======== PAGE EXTRACT ========

Audit Logging
The EDK's audit system records a structured trail of every significant action in the application, who did what, on which resource, when, whether it succeeded, and why it was denied. Unlike general-purpose application logging, audit logs are designed for compliance, security review, and forensic analysis.
Audit logging operates independently from the event system. Events are for real-time pub/sub within the application (triggering workflows, updating caches, forwarding to external systems). Audit logs are append-only records optimized for after-the-fact investigation, "show me everything user X did in the last 30 days" or "which commands were denied by the policy engine yesterday."
Key Design Principles
Never fail the command. Audit logging is critical but not blocking. If the audit store is unavailable, the command still executes. Sink failures are caught and logged to the application logger, never propagated to the caller. A failing audit system should degrade gracefully, not take down production.
Redact before persisting. Sensitive data (passwords, tokens, API keys, JWTs) is automatically stripped from audit metadata before it reaches any sink. The AuditRedactionPolicy catches common patterns, password, token, secret, credential, api_key, jwt, authorization, bearer, private_key, and replaces their values with [REDACTED]. Error messages are similarly sanitized to remove embedded credentials.
Enrich from session context. Audit events are enriched with tenant ID, actor ID, and correlation ID from the current session context. Code that records audit events doesn't need to manually pass this information, the enrichment layer fills it in automatically from the request's session.
Append-only storage. The ImmutableAuditStore interface enforces append-only semantics, events can be written and queried, but never updated or deleted. In the PostgreSQL implementation, database triggers guard against modification, providing an additional layer of protection against tampering.
What Gets Recorded
Every audit event captures:
| Field | Description |
|---|---|
commandId | Which command was executed (e.g., kms.keys.generate, party.manager.create) |
result | Outcome: STARTED, SUCCEEDED, FAILED, POLICY_DENIED, AUTH_FAILURE |
actorId | Who performed the action (enriched from session principal) |
tenantId | Which tenant context (enriched from session) |
resourceId | What was acted on |
durationMs | How long the command took |
correlationId | Links related audit events across a request lifecycle |
traceId / spanId | W3C Trace Context for distributed tracing correlation |
metadata | Additional key-value pairs (redacted before persistence) |
errorCode / errorMessage | Failure details (sanitized to remove credentials) |
transportType / transportScope | Whether the command was local, HTTP, or gRPC |
The result field distinguishes between different failure modes: FAILED means the command threw an error, POLICY_DENIED means the authorization layer blocked it, and AUTH_FAILURE means the caller couldn't be authenticated. This distinction matters for security analysis, a spike in POLICY_DENIED events is a different signal than a spike in FAILED events.

======== SUPPLIED INFORMATION ========

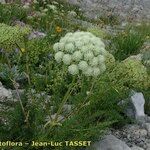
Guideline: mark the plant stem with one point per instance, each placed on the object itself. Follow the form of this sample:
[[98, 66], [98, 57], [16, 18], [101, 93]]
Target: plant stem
[[70, 89], [76, 110]]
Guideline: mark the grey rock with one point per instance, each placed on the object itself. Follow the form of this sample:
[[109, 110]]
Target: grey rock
[[110, 142], [4, 93], [123, 9], [138, 102], [36, 34], [147, 127], [51, 118], [136, 148], [2, 1]]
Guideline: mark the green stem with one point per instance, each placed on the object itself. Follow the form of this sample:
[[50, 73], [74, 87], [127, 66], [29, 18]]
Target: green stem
[[70, 89], [76, 110]]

========

[DIRECTIVES]:
1. List the possible outcome values of the result field that the audit logging page gives.
2. From the audit logging page, reproduce the part that opens with the words containing "Key Design Principles" and closes with "take down production.".

[ANSWERS BELOW]:
1. STARTED, SUCCEEDED, FAILED, POLICY_DENIED, AUTH_FAILURE

2.
Key Design Principles
Never fail the command. Audit logging is critical but not blocking. If the audit store is unavailable, the command still executes. Sink failures are caught and logged to the application logger, never propagated to the caller. A failing audit system should degrade gracefully, not take down production.